» **Task material**:
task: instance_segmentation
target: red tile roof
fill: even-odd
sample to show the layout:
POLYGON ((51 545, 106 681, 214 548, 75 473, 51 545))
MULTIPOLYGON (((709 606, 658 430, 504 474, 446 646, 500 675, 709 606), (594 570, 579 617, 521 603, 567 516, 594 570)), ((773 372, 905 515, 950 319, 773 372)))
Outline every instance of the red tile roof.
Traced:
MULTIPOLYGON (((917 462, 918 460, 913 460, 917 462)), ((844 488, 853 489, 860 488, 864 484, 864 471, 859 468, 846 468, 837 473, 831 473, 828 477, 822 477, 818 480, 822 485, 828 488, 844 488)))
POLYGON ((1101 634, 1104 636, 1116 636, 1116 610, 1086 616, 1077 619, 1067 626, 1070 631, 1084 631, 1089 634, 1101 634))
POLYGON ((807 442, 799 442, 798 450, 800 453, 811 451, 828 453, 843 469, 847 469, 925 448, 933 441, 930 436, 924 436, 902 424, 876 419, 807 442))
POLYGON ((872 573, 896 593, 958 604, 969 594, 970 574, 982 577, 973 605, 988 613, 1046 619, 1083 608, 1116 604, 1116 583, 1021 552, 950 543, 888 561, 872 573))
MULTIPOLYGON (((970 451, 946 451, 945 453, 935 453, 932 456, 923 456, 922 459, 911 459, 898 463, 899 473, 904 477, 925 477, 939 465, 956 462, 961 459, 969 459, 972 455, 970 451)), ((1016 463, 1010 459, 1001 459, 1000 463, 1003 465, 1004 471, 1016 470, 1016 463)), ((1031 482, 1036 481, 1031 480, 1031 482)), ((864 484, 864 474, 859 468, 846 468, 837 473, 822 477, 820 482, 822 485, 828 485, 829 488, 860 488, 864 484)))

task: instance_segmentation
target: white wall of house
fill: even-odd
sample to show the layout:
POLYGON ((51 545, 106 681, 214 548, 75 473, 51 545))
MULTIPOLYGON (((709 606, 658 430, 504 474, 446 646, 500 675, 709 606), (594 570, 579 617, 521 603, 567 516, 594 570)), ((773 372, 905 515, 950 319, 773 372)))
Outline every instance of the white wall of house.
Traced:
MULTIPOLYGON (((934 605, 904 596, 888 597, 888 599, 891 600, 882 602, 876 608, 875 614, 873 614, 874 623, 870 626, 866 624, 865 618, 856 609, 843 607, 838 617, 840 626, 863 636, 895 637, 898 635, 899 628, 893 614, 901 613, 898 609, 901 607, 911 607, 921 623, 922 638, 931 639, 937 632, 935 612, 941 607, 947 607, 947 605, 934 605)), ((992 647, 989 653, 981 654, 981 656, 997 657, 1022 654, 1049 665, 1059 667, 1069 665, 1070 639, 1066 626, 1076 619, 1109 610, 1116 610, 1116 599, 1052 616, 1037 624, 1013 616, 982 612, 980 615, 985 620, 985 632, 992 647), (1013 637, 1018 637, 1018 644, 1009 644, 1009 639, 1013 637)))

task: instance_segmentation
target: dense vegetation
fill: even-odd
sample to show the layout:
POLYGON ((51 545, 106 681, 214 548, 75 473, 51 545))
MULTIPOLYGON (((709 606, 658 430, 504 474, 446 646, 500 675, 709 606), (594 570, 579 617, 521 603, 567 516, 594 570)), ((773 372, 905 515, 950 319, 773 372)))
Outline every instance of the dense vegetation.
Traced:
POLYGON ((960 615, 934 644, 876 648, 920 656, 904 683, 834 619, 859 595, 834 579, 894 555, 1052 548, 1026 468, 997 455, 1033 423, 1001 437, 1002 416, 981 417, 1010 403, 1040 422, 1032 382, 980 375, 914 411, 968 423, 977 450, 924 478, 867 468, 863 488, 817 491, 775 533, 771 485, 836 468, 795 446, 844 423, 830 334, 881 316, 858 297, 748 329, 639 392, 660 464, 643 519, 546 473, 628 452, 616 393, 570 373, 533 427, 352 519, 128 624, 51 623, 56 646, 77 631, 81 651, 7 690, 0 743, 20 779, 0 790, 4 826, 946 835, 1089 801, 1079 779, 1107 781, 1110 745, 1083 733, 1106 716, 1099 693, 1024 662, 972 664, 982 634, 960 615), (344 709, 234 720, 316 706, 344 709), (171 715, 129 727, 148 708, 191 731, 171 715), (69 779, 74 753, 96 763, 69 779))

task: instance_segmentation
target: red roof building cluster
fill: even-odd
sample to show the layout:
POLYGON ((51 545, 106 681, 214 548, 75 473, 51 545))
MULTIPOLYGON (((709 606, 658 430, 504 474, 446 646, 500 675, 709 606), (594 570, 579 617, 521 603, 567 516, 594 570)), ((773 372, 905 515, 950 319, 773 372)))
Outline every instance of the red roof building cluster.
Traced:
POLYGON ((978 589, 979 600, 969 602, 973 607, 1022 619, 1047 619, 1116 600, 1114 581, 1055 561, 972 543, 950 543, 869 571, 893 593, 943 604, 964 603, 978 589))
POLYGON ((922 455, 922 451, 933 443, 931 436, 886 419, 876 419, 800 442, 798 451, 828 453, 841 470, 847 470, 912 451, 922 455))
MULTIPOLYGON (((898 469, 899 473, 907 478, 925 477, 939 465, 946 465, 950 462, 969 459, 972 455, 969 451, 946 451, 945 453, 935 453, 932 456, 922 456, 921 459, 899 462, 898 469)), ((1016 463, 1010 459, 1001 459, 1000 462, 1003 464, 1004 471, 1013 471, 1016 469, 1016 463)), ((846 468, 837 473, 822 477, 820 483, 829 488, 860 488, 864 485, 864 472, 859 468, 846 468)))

» **Goal**: Put every line of the items above into a Markdown table with the columns Row and Line. Number the lines in order and leave out the blank ones.

» **Finished answer**:
| Row | Line |
|---|---|
| 1 | task: instance_segmentation |
| 2 | target: red tile roof |
| 3 | fill: even-odd |
| 4 | sample to show the layout: |
| 5 | POLYGON ((51 545, 106 681, 214 548, 75 473, 51 545)) |
| 6 | MULTIPOLYGON (((709 606, 658 430, 504 474, 446 646, 500 675, 709 606), (594 570, 579 617, 521 603, 567 516, 594 570)), ((773 372, 905 515, 950 319, 773 372))) |
| 7 | Outline every instance of the red tile roof. |
| 8 | Traced: |
| 9 | MULTIPOLYGON (((917 462, 918 460, 913 460, 917 462)), ((844 488, 853 489, 860 488, 864 484, 864 471, 859 468, 846 468, 837 473, 831 473, 828 477, 822 477, 818 480, 822 485, 828 488, 844 488))) |
| 10 | POLYGON ((1101 634, 1104 636, 1116 636, 1116 610, 1086 616, 1077 619, 1067 626, 1070 631, 1084 631, 1089 634, 1101 634)) |
| 11 | POLYGON ((807 442, 799 442, 798 450, 800 453, 811 451, 828 453, 843 469, 847 469, 925 448, 933 441, 930 436, 924 436, 902 424, 876 419, 807 442)) |
| 12 | POLYGON ((872 573, 896 593, 958 604, 969 594, 970 574, 982 577, 973 605, 988 613, 1046 619, 1083 608, 1116 604, 1116 583, 1021 552, 950 543, 888 561, 872 573)) |
| 13 | MULTIPOLYGON (((970 451, 946 451, 945 453, 935 453, 932 456, 923 456, 922 459, 911 459, 898 463, 899 473, 904 477, 925 477, 939 465, 956 462, 961 459, 969 459, 972 455, 970 451)), ((1016 463, 1010 459, 1001 459, 1000 463, 1003 465, 1004 471, 1016 470, 1016 463)), ((1031 482, 1036 481, 1031 480, 1031 482)), ((864 484, 864 474, 859 468, 846 468, 837 473, 822 477, 820 482, 822 485, 828 485, 829 488, 860 488, 864 484))) |
| 14 | task: instance_segmentation |
| 15 | target: white wall of house |
| 16 | fill: even-odd |
| 17 | sample to show the layout: |
| 18 | POLYGON ((51 545, 106 681, 214 548, 75 473, 51 545)) |
| 19 | MULTIPOLYGON (((709 606, 658 430, 504 474, 446 646, 500 675, 709 606), (594 570, 579 617, 521 603, 567 516, 594 570)), ((773 372, 905 515, 950 319, 773 372))) |
| 20 | Outline every instance of the white wall of house. |
| 21 | Traced: |
| 22 | MULTIPOLYGON (((934 605, 904 596, 888 597, 888 599, 891 600, 882 602, 876 608, 875 614, 873 614, 874 623, 870 626, 866 624, 865 618, 856 609, 843 607, 838 617, 840 626, 863 636, 895 637, 898 635, 899 628, 893 614, 901 613, 898 609, 901 607, 911 607, 921 623, 922 638, 931 639, 937 632, 935 612, 941 607, 947 607, 947 605, 934 605)), ((992 647, 989 653, 981 654, 981 656, 997 657, 1022 654, 1049 665, 1059 667, 1069 665, 1070 639, 1066 626, 1076 619, 1109 610, 1116 610, 1116 599, 1052 616, 1037 624, 1013 616, 982 612, 980 615, 985 620, 985 632, 992 647), (1013 637, 1018 637, 1018 644, 1009 644, 1009 639, 1013 637))) |
| 23 | task: instance_segmentation |
| 24 | target: dense vegetation |
| 25 | fill: even-odd |
| 26 | sample to show the layout: |
| 27 | POLYGON ((51 545, 106 681, 214 548, 75 473, 51 545)) |
| 28 | MULTIPOLYGON (((709 606, 658 430, 504 474, 446 646, 500 675, 709 606), (594 570, 579 617, 521 603, 567 516, 594 570)), ((773 372, 905 515, 950 319, 773 372))) |
| 29 | Outline every instance of the dense vegetation. |
| 30 | Traced: |
| 31 | POLYGON ((960 615, 934 644, 876 648, 920 656, 904 683, 834 619, 859 595, 834 579, 894 555, 1052 548, 1026 468, 997 455, 1033 423, 1001 437, 1002 416, 981 417, 1010 403, 1040 422, 1032 382, 980 375, 914 411, 968 423, 977 450, 924 478, 867 468, 863 488, 817 491, 775 533, 771 485, 836 468, 795 446, 844 423, 830 334, 881 316, 858 297, 748 329, 639 392, 660 464, 643 519, 546 473, 628 452, 616 393, 570 373, 533 427, 352 519, 128 624, 51 623, 56 646, 77 631, 81 651, 7 690, 0 743, 20 779, 0 790, 4 826, 946 835, 1089 801, 1079 779, 1107 781, 1110 745, 1083 733, 1106 716, 1099 693, 1024 662, 972 664, 982 634, 960 615), (344 709, 234 720, 316 706, 344 709), (171 715, 129 727, 148 708, 191 731, 171 715), (69 779, 74 753, 96 763, 69 779)) |
| 32 | task: instance_segmentation |
| 33 | target: red roof building cluster |
| 34 | fill: even-odd |
| 35 | sample to show the layout: |
| 36 | POLYGON ((51 545, 106 681, 214 548, 75 473, 51 545)) |
| 37 | MULTIPOLYGON (((709 606, 658 430, 504 474, 446 646, 500 675, 709 606), (594 570, 579 617, 521 603, 567 516, 594 570)), ((773 372, 905 515, 950 319, 773 372))) |
| 38 | Outline every instance of the red roof building cluster. |
| 39 | Traced: |
| 40 | POLYGON ((978 589, 979 600, 969 602, 973 607, 1022 619, 1047 619, 1116 600, 1114 581, 1055 561, 972 543, 950 543, 869 571, 893 593, 943 604, 964 603, 978 589)) |
| 41 | POLYGON ((922 455, 922 451, 933 443, 931 436, 886 419, 876 419, 800 442, 798 451, 828 453, 841 470, 847 470, 912 451, 922 455)) |
| 42 | MULTIPOLYGON (((898 469, 899 473, 907 478, 925 477, 939 465, 946 465, 950 462, 969 459, 972 455, 969 451, 946 451, 945 453, 935 453, 932 456, 922 456, 921 459, 899 462, 898 469)), ((1016 463, 1010 459, 1001 459, 1000 462, 1003 464, 1004 471, 1013 471, 1016 469, 1016 463)), ((846 468, 837 473, 822 477, 820 483, 829 488, 860 488, 864 485, 864 472, 859 468, 846 468))) |